* Set of tasks
(a) From the forum thread on formatting a multi-line textbox, list each numeric limit that the first post sets for the textbox.
(b) Write what comes next in the forum thread on formatting a multi-line textbox, picking up after its last post.

* Passage to read
******

# .NET and More > Silverlight >  Formatting Multi-Line Textbox

## RobDog888

I need to limit a textbox to 40 characters per line and 5 lines max for a total  of 200 characters max entered.

Basically I need to set Tab stops at every 40 characters to force a new line.

Been searching and nada so far.

----------


## DeanMc

Rob, would your best option here not be to handle the text change event?

----------


## RobDog888

Quick fix was to limit the textbox to 200 chars, no prob, but to "simulate" the line limits I just turned on wordwrap. Lucky for me the area/size of the textbox almost perfectly fit 200 chars wrapped. They never knew the difference but I sure would like to figure out a solution like there is for VB6 multiline textbox with setting tab stops

----------


## DeanMc

Hmm,

I would imagine the best option is a custom textbox implementation but of course this adds more time to the project. Perhaps it is a "spare time" job.

******

* Information given
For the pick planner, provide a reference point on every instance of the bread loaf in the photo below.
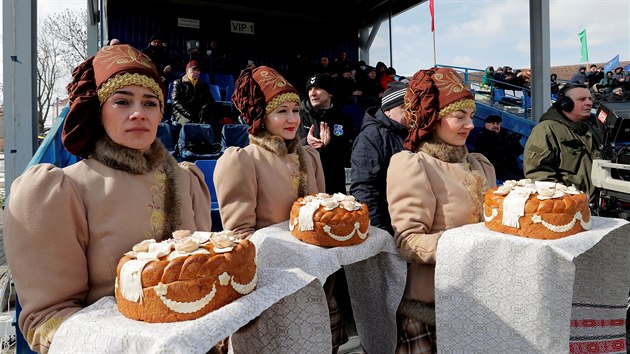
(185, 277)
(543, 210)
(329, 220)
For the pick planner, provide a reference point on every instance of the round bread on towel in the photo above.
(329, 220)
(543, 210)
(185, 277)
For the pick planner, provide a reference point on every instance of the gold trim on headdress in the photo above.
(126, 79)
(280, 99)
(456, 106)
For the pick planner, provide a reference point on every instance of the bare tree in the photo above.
(61, 45)
(48, 71)
(70, 28)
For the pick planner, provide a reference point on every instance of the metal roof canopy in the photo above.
(20, 38)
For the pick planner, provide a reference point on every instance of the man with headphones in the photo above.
(562, 146)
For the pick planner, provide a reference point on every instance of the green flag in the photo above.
(584, 50)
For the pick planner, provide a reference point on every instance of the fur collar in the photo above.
(282, 148)
(443, 151)
(136, 162)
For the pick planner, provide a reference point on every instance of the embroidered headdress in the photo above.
(93, 81)
(258, 91)
(431, 95)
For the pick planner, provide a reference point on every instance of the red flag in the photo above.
(432, 10)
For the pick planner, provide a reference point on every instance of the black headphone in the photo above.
(564, 102)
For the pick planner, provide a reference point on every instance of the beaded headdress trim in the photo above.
(118, 81)
(280, 99)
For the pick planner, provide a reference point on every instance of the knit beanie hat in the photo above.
(93, 81)
(394, 96)
(431, 95)
(258, 91)
(323, 81)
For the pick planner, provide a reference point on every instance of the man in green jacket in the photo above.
(561, 148)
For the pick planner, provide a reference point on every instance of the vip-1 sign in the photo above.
(242, 27)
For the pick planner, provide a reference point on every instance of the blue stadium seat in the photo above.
(223, 80)
(216, 93)
(166, 137)
(234, 135)
(229, 91)
(205, 78)
(196, 142)
(355, 111)
(207, 167)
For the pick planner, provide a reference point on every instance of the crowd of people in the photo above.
(409, 163)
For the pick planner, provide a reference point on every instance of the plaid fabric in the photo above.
(415, 337)
(337, 327)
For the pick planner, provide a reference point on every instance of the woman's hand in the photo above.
(324, 133)
(312, 140)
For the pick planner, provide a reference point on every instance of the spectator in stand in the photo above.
(607, 84)
(113, 41)
(162, 60)
(382, 135)
(594, 75)
(555, 86)
(324, 66)
(562, 146)
(371, 88)
(488, 77)
(66, 228)
(326, 128)
(215, 60)
(433, 185)
(341, 62)
(579, 77)
(360, 70)
(380, 71)
(192, 100)
(501, 148)
(348, 91)
(509, 77)
(620, 76)
(616, 95)
(387, 77)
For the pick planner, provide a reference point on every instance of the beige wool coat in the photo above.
(66, 229)
(435, 189)
(257, 185)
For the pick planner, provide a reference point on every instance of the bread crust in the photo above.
(342, 223)
(189, 279)
(556, 211)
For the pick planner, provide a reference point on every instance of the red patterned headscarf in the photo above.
(258, 92)
(431, 95)
(93, 81)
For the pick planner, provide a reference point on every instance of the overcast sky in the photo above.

******

* Expected results
(a)
- 40 characters per line
- 5 lines at most
- 200 characters in total at most

(b)
----------


## RobDog888

Yea, "one day" perhaps. I got to enhance the app as I got two new requests from the QA dept. Always nit picking lol

----------


## DeanMc

Hey at least you have a QA dept, all I have is the missus!

----------


## RobDog888

Yea but you can sway the missus to pass your app lol

----------


## DeanMc

Well batting the auld eyelids does wonders....

On topic, if I get some spare time I might give this a look, a textbox with a few formatting properties like this would be a good project to work on.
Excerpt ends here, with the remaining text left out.